Material for this task →
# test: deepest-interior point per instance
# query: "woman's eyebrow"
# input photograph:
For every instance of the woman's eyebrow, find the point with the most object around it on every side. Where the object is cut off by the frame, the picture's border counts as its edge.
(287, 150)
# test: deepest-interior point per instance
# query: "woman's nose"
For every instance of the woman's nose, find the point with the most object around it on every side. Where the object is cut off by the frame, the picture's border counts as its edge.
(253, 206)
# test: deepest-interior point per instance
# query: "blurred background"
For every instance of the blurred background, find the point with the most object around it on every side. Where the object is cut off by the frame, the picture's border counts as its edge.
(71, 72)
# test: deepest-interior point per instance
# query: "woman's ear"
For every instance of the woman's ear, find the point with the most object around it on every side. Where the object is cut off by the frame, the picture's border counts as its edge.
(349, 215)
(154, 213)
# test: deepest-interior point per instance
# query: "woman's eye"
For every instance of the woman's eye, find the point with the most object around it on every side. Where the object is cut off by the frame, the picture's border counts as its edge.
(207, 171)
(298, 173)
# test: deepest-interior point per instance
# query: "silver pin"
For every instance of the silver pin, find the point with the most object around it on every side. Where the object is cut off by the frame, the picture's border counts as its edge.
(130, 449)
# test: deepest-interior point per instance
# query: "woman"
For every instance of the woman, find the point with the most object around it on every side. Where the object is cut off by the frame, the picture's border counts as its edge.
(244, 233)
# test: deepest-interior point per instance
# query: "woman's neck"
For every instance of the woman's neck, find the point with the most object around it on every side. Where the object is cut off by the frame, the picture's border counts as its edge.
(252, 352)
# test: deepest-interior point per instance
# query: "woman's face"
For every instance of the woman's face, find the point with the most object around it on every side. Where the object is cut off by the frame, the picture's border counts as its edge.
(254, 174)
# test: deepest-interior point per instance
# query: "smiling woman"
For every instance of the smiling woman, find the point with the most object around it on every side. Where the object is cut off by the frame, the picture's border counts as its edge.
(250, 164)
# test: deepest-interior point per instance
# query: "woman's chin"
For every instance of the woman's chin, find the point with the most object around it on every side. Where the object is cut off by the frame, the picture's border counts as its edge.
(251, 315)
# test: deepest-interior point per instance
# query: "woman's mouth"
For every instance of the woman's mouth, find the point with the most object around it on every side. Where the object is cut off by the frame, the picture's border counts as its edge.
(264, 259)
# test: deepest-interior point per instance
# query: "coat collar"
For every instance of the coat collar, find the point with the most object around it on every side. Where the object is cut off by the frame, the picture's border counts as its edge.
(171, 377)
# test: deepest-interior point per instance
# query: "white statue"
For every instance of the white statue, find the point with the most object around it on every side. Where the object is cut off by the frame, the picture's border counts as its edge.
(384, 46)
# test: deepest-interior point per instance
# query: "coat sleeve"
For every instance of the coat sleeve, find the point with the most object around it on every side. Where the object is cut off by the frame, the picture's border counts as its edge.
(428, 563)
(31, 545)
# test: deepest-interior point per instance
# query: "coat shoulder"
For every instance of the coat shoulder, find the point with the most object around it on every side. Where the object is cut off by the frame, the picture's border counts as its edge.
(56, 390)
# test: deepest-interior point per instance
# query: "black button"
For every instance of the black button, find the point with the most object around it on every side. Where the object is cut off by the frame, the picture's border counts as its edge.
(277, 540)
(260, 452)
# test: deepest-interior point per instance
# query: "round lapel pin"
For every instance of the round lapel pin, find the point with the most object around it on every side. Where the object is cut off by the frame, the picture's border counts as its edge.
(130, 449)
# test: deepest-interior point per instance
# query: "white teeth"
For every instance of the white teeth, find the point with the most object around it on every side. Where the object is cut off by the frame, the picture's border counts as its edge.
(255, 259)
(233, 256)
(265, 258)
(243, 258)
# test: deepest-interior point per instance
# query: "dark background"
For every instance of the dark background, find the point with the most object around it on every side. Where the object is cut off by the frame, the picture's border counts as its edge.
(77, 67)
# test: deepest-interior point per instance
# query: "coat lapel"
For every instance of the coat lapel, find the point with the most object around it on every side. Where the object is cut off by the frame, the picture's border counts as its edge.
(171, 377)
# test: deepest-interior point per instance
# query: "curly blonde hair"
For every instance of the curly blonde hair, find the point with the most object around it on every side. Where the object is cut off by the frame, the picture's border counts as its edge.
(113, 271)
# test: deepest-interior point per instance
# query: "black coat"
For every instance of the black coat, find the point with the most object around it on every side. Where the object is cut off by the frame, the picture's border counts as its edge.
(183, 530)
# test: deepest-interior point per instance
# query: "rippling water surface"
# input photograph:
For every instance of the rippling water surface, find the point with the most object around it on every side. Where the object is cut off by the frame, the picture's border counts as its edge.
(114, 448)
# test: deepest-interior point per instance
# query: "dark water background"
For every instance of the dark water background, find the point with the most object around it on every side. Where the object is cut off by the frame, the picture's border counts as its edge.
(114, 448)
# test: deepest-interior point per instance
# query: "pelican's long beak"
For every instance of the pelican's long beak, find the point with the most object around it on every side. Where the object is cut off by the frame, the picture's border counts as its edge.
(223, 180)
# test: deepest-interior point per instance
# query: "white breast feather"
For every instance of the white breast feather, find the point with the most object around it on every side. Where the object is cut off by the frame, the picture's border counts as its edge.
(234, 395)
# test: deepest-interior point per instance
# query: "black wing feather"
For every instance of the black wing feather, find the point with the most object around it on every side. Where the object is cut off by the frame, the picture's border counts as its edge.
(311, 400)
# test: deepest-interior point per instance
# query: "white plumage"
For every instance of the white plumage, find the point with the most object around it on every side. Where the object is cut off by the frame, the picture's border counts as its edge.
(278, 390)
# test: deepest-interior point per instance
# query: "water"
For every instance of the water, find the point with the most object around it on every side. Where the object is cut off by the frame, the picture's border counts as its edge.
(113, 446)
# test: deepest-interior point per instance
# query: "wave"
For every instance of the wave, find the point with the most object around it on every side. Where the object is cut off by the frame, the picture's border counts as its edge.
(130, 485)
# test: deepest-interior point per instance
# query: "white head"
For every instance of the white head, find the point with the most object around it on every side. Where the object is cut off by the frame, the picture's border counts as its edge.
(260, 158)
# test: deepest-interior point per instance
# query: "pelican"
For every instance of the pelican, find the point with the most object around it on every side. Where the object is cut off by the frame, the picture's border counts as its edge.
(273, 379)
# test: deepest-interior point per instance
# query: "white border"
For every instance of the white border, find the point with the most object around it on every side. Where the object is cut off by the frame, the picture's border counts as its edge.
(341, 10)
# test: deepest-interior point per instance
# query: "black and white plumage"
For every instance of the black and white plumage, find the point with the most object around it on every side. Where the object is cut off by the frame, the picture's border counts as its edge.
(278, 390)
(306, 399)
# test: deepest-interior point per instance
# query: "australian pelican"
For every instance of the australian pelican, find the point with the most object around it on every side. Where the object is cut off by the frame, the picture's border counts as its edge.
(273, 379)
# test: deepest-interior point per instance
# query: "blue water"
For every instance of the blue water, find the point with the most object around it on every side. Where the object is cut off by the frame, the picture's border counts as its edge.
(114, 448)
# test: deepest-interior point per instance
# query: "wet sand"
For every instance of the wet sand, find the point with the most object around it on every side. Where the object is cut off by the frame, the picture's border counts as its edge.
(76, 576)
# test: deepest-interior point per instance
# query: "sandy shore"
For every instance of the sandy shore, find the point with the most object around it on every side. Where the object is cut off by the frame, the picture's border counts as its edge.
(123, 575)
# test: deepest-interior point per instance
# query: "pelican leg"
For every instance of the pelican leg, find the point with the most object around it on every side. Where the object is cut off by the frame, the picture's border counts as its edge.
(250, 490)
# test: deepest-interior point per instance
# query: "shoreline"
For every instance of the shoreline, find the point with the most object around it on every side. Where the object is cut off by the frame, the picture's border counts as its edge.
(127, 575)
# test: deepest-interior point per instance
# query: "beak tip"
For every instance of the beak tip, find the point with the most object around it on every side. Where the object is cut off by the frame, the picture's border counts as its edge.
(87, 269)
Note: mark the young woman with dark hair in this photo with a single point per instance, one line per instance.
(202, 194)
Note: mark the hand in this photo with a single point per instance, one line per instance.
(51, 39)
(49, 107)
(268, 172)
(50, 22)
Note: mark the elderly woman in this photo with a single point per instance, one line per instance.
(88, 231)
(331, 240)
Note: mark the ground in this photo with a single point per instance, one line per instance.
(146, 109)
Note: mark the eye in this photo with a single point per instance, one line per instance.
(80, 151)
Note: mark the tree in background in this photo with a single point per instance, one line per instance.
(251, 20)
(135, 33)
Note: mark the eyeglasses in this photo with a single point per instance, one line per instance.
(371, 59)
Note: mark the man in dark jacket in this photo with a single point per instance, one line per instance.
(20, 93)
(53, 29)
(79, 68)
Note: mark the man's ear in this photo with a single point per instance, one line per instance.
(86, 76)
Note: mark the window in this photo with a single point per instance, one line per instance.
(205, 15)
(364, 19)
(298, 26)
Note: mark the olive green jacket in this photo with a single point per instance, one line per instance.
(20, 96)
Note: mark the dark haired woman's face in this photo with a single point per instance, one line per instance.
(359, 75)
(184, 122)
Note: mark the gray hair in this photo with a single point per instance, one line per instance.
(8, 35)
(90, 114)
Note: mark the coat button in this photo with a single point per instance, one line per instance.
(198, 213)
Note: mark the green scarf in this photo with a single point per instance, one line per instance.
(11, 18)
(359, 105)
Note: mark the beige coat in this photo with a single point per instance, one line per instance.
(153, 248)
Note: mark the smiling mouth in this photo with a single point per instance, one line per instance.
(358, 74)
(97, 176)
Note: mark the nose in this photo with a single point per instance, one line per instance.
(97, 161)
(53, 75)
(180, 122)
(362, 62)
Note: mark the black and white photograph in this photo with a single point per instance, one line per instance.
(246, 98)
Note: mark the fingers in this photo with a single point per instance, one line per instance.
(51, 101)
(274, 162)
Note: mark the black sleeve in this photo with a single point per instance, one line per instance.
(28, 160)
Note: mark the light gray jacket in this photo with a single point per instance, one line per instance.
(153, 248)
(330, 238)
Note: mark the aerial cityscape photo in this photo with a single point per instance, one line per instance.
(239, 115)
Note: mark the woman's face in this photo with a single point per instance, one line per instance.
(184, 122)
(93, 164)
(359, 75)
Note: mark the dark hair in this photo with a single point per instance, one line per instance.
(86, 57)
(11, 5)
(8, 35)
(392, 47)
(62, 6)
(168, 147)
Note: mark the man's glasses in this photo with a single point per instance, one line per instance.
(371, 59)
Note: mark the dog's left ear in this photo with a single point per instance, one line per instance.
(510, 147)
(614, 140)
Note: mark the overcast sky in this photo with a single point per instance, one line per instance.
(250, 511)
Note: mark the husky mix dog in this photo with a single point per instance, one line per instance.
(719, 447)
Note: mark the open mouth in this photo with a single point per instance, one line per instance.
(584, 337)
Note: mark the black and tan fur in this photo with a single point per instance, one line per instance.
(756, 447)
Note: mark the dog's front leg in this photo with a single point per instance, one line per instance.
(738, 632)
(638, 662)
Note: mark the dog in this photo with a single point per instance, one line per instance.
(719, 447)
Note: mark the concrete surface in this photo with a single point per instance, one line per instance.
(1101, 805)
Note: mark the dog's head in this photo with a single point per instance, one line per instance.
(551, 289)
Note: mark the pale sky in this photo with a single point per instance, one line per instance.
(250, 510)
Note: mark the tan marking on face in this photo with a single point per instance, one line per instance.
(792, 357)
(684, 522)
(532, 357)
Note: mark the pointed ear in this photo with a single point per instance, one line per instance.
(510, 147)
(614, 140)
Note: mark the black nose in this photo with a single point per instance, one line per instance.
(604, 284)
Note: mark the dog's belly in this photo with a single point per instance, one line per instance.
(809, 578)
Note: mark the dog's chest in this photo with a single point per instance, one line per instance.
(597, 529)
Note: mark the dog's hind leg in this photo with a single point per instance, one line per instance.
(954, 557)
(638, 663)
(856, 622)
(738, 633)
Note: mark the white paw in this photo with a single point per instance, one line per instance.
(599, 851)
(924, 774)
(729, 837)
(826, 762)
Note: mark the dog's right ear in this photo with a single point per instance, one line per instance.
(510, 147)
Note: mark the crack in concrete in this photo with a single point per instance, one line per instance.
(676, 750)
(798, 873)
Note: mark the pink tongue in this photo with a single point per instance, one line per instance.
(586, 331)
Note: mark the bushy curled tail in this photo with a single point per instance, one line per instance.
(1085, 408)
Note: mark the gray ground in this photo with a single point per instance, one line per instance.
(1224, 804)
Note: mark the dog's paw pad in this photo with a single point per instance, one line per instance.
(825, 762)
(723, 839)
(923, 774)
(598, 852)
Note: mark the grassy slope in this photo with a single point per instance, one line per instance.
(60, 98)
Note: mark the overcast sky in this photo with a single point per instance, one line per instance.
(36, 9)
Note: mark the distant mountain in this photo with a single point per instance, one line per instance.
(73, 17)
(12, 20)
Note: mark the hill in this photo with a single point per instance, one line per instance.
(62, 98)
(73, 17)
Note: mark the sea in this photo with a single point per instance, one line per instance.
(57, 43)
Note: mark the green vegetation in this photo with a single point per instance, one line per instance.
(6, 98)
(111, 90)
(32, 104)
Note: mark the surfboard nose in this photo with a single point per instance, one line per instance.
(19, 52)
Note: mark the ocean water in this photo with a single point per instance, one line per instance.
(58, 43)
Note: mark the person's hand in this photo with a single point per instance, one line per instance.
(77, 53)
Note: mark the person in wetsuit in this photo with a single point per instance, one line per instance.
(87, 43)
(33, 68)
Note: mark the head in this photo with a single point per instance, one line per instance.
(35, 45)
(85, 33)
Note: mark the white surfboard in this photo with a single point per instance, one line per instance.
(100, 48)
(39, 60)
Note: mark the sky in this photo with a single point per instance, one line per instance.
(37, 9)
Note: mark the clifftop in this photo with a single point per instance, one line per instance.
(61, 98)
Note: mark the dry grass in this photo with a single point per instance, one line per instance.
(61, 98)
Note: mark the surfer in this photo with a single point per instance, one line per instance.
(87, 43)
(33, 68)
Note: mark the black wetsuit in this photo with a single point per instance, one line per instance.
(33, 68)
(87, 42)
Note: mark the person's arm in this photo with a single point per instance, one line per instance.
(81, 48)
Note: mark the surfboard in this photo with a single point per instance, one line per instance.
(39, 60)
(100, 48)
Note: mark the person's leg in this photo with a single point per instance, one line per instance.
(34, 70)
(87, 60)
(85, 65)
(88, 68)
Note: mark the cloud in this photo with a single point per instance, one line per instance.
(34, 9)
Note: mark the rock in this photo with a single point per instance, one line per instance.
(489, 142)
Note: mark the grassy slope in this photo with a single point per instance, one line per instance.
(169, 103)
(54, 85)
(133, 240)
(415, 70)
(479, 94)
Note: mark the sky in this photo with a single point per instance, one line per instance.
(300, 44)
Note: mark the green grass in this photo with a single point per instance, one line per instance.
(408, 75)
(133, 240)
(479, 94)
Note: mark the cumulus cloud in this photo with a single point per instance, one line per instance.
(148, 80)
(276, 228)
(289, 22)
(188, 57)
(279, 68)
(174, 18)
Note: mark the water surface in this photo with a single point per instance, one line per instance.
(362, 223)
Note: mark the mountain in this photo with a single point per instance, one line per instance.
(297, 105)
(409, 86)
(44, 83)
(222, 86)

Task prompt →
Would you copy exactly the lines from the one that contains "Note: mark the green grass" through the final line of the records above, including both?

Answer box →
Note: mark the green grass in this photo with a single point per instance, one line per instance.
(408, 75)
(133, 240)
(479, 94)
Note: mark the cumulus cloud in this photo with a single point per instance, one line per instance.
(148, 80)
(276, 228)
(289, 22)
(188, 57)
(279, 68)
(174, 18)
Note: mark the water surface in this photo with a single point per instance, one line per instance.
(362, 223)
Note: mark the mountain in this photo with a single point per instance, one line per instance.
(297, 105)
(409, 86)
(44, 83)
(222, 86)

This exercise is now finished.